Dataset start
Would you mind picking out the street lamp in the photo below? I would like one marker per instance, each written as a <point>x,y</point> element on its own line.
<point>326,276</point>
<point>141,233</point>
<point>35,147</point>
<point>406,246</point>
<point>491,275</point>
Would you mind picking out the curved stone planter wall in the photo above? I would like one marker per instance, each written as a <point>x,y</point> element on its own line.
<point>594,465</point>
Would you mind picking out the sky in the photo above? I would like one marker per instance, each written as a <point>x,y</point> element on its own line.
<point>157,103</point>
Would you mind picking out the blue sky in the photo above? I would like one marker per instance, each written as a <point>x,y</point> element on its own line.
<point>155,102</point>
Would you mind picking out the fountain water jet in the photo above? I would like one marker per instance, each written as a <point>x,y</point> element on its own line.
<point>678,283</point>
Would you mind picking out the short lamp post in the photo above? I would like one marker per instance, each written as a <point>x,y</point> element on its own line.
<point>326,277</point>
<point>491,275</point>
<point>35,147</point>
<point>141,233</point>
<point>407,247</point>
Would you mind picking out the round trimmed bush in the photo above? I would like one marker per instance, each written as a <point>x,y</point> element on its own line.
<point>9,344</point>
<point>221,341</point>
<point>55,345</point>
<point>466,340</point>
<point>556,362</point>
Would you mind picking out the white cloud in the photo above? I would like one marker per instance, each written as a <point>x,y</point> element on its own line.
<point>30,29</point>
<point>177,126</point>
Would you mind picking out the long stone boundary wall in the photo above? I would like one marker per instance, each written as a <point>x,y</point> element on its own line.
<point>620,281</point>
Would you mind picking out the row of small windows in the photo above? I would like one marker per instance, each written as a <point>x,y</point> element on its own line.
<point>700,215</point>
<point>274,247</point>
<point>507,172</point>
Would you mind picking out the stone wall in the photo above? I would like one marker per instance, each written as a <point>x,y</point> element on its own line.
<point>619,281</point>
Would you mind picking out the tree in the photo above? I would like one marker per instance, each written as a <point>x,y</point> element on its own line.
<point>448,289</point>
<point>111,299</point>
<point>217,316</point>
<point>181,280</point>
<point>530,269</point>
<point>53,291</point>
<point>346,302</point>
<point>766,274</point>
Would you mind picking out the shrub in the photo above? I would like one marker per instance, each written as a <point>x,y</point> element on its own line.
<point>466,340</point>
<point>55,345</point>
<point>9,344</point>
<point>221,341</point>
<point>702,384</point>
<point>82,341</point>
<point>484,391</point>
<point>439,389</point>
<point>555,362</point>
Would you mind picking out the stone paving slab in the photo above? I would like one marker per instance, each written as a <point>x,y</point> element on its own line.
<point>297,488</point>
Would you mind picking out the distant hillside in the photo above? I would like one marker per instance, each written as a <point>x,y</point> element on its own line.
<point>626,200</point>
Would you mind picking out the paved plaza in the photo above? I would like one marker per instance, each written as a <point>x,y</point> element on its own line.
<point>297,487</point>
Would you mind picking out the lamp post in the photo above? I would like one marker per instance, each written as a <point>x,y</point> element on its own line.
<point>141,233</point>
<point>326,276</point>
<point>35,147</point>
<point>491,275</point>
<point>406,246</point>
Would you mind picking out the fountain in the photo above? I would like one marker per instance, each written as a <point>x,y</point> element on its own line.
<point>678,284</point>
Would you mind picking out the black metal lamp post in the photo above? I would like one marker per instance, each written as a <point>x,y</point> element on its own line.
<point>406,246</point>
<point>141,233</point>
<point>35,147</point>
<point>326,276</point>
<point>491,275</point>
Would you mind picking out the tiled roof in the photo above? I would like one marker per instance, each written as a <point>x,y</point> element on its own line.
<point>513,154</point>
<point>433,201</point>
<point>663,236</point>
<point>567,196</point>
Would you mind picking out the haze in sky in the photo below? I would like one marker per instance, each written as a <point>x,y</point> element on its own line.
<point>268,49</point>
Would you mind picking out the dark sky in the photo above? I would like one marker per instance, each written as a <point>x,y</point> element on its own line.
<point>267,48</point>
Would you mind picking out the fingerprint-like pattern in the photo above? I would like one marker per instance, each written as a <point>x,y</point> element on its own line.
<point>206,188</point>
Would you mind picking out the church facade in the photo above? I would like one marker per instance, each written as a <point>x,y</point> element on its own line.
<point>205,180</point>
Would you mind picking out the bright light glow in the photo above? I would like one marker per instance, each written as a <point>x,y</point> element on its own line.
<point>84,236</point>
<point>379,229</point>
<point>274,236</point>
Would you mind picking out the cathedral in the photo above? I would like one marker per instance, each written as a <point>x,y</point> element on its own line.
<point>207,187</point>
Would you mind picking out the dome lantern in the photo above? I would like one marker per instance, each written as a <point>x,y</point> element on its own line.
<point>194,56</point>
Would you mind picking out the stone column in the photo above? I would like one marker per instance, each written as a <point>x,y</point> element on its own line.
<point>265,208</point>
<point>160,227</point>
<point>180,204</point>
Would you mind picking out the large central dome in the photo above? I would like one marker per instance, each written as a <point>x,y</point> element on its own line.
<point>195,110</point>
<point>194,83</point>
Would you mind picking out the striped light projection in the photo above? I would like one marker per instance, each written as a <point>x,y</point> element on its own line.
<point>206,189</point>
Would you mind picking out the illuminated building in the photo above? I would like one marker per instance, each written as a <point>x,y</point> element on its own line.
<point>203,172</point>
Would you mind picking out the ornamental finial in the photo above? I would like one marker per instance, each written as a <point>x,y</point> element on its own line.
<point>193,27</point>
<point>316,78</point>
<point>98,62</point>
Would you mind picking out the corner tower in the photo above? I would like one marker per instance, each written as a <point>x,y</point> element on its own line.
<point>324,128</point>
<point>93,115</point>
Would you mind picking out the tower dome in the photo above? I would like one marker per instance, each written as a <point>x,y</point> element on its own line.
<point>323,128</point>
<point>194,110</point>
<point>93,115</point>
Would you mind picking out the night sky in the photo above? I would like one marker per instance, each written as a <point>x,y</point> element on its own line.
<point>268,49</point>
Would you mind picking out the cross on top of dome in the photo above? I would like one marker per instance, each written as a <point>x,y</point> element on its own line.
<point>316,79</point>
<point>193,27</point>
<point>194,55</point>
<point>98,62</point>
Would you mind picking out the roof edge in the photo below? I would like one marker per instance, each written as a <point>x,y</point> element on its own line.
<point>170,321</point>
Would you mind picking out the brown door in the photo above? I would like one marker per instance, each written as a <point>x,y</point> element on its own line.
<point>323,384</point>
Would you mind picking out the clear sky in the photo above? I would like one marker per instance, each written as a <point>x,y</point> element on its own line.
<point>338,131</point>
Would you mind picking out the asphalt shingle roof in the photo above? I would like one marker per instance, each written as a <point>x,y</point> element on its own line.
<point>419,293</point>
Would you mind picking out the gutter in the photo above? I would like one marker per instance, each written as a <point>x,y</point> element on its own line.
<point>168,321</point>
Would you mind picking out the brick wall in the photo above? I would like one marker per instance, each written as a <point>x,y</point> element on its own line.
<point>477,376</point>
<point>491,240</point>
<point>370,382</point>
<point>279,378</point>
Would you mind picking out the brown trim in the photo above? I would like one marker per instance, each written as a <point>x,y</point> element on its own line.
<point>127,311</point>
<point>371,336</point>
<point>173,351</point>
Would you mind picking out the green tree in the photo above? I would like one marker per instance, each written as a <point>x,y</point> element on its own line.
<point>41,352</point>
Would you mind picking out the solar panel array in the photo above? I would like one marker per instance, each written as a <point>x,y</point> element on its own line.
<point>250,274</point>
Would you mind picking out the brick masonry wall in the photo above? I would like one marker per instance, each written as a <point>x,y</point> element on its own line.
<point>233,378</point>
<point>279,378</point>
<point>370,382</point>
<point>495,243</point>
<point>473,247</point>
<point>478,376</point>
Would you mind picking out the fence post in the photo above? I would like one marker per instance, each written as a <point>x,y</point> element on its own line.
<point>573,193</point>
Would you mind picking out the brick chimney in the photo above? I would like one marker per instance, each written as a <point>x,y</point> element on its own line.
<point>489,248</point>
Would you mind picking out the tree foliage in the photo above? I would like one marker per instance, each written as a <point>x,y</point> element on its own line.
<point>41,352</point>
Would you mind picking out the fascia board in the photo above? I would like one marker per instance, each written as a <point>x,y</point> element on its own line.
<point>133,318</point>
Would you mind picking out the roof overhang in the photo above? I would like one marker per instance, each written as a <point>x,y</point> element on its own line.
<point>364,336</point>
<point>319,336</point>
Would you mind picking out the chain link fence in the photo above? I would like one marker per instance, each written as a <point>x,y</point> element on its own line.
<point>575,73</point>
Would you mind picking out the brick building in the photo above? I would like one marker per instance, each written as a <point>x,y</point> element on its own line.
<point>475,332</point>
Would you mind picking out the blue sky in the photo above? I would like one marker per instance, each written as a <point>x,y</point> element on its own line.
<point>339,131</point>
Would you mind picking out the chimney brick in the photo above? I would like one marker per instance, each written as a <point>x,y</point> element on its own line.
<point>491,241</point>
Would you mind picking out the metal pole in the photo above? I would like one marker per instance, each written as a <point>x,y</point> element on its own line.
Dataset end
**Stated goal**
Copy out every line of the rows above, starting with the line containing "Would you mind picking out the lamp" and ending with the line containing "<point>567,196</point>", with both of those lines included.

**Solution to the problem**
Would you mind picking out the lamp post in the photo above? I would like one marker per instance, each written as a <point>x,y</point> element on its own line.
<point>141,233</point>
<point>326,276</point>
<point>35,147</point>
<point>491,275</point>
<point>406,246</point>
Would you mind picking out the fountain in the photo above? I would like one marker per instance, each written as a <point>x,y</point> element on its own line.
<point>678,284</point>
Would you mind picking out the black metal lamp post in the photo above? I would like one marker per instance, each written as a <point>x,y</point> element on its own line.
<point>406,246</point>
<point>141,233</point>
<point>35,147</point>
<point>326,276</point>
<point>491,275</point>
Would you mind picking out the tiled roof in the photo above? I would like one marker per instance, each written as a <point>x,y</point> element on its own line.
<point>513,154</point>
<point>433,201</point>
<point>663,236</point>
<point>567,196</point>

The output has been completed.